• [WORK TO COMPLETE] Starting with the line that contains "green metal panel | bbox" and going on through the line that contains "top-left (597, 492), bottom-right (719, 591)", give those lines again with "glove" swapped for "mitten" and everything else left unchanged. Return only those lines.

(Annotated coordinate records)

****

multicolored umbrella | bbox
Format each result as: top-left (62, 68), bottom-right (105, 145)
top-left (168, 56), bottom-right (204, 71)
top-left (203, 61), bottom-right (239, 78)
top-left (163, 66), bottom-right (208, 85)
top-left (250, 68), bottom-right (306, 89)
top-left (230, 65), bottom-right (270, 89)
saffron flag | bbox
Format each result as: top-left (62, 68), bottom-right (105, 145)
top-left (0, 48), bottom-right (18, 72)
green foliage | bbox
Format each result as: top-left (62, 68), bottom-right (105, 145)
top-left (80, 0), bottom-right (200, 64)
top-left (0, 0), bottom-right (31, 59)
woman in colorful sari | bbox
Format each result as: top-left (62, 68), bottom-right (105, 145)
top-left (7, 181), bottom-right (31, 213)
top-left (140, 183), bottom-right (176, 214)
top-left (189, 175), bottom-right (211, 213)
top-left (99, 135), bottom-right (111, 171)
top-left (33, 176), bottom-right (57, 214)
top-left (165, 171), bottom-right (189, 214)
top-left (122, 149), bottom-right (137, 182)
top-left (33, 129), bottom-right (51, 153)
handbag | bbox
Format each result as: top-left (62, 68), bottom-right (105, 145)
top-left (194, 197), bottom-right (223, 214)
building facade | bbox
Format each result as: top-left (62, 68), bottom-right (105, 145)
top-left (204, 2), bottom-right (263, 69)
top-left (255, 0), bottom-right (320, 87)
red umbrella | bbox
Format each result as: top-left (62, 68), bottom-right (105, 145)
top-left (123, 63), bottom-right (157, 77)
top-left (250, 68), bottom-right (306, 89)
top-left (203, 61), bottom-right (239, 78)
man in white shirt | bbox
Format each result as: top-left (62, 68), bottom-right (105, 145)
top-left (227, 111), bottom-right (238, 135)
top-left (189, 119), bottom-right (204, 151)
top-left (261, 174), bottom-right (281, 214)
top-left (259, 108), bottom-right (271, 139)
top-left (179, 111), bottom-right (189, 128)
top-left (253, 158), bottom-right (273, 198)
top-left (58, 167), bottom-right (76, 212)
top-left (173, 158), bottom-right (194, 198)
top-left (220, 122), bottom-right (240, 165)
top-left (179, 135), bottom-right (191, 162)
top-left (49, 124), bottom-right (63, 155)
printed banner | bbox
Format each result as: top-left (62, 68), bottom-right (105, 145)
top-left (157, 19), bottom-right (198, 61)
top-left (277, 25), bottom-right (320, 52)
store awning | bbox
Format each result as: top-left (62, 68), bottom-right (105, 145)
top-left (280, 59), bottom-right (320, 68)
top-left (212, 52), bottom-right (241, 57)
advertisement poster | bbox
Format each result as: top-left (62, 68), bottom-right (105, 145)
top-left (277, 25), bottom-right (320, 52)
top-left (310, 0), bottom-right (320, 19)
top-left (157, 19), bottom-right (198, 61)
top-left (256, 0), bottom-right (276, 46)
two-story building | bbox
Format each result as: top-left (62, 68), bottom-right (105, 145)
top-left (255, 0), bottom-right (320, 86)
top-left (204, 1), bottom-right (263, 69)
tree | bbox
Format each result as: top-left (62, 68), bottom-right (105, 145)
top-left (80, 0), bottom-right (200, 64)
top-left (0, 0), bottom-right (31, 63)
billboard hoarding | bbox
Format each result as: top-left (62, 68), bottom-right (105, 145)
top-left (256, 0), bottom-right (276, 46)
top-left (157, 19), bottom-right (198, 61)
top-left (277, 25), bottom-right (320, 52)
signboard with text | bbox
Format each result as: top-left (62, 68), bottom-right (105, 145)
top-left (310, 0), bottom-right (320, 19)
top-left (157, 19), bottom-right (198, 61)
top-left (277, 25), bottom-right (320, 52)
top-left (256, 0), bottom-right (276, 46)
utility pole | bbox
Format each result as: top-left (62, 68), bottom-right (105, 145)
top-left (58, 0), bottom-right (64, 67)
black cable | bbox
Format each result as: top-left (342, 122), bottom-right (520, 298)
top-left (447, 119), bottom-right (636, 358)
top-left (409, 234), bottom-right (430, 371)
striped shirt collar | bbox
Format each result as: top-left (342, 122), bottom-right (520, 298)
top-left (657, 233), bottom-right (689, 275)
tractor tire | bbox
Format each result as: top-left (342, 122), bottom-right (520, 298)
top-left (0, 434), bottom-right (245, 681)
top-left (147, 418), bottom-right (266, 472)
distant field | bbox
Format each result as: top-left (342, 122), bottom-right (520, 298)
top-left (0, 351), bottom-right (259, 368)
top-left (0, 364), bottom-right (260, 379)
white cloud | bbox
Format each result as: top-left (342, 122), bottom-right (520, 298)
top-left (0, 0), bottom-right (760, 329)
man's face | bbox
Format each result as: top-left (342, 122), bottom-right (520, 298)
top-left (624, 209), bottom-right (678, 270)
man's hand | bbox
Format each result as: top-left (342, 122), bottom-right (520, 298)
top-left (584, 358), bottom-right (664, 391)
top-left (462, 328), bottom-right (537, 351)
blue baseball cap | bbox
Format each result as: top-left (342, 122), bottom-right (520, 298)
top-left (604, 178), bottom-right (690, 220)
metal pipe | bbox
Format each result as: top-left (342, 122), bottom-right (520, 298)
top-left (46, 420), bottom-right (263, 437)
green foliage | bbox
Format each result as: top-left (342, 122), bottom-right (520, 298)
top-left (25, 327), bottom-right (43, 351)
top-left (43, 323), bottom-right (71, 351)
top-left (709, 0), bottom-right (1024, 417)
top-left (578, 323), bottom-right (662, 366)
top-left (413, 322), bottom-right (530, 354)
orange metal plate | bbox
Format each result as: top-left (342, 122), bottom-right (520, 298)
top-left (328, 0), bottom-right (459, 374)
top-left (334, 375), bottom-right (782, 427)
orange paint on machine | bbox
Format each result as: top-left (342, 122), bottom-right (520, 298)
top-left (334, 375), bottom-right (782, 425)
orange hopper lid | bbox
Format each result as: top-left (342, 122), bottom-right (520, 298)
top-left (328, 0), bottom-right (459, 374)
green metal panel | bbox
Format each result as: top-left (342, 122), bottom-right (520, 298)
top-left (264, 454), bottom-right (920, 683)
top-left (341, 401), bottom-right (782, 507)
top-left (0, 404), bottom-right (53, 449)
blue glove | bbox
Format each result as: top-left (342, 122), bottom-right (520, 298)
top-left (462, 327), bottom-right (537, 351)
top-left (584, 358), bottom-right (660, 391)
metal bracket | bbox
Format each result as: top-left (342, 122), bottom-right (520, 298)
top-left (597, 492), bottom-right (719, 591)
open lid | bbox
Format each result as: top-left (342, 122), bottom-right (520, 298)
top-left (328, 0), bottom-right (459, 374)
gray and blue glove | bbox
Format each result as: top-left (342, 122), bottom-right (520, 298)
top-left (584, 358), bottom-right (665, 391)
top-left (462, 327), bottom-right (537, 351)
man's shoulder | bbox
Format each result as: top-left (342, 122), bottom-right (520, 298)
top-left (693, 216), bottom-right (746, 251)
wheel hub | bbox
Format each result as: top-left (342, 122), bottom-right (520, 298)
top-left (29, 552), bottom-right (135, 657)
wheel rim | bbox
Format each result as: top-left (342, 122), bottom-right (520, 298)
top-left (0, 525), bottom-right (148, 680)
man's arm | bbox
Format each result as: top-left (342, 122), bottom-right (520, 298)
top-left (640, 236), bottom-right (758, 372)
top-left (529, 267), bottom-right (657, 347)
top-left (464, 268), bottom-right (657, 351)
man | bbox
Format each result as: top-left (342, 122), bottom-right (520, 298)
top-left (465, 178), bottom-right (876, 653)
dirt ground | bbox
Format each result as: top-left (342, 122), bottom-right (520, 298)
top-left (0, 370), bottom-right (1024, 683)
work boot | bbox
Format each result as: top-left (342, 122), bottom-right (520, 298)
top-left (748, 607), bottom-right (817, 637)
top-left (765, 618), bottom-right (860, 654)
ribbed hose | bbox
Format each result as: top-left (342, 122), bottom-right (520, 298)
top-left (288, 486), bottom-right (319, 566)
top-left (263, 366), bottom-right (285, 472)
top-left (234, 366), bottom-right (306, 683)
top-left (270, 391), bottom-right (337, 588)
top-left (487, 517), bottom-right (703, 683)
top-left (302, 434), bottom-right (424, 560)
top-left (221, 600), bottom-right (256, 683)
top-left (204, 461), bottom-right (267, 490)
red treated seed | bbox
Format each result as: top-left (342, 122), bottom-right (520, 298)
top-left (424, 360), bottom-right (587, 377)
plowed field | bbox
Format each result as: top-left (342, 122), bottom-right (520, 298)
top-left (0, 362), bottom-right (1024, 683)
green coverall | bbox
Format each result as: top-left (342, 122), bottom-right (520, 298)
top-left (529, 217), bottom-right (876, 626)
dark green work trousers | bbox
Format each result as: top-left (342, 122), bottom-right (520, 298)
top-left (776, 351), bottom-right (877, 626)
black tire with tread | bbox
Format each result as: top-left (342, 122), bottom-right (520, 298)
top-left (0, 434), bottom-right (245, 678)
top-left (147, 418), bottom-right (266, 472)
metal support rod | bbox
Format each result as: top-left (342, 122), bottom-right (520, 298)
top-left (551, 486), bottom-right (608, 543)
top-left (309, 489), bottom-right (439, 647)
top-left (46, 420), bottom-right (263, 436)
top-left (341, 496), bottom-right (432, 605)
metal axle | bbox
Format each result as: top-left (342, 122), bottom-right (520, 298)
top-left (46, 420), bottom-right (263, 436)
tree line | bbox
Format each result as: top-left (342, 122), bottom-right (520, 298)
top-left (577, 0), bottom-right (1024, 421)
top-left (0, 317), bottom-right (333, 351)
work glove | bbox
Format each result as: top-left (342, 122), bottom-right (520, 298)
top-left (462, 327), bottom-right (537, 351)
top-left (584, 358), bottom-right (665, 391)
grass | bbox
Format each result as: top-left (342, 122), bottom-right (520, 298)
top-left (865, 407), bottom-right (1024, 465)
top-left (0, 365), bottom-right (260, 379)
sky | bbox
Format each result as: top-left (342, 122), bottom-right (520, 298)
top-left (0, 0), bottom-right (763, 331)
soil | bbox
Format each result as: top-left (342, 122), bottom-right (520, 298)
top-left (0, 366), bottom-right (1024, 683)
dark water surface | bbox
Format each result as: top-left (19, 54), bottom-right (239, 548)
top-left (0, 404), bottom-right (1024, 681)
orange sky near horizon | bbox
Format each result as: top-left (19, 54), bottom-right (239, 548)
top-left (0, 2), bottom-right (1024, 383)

****

• [COMPLETE OUTPUT]
green metal panel | bbox
Format each result as: top-left (342, 122), bottom-right (520, 298)
top-left (264, 454), bottom-right (920, 683)
top-left (341, 401), bottom-right (782, 507)
top-left (0, 404), bottom-right (53, 449)
blue mitten | bbox
Format each result as: top-left (342, 122), bottom-right (520, 298)
top-left (462, 327), bottom-right (537, 351)
top-left (584, 358), bottom-right (660, 391)
metal bracket | bbox
Format each result as: top-left (342, 122), bottom-right (520, 298)
top-left (597, 492), bottom-right (719, 591)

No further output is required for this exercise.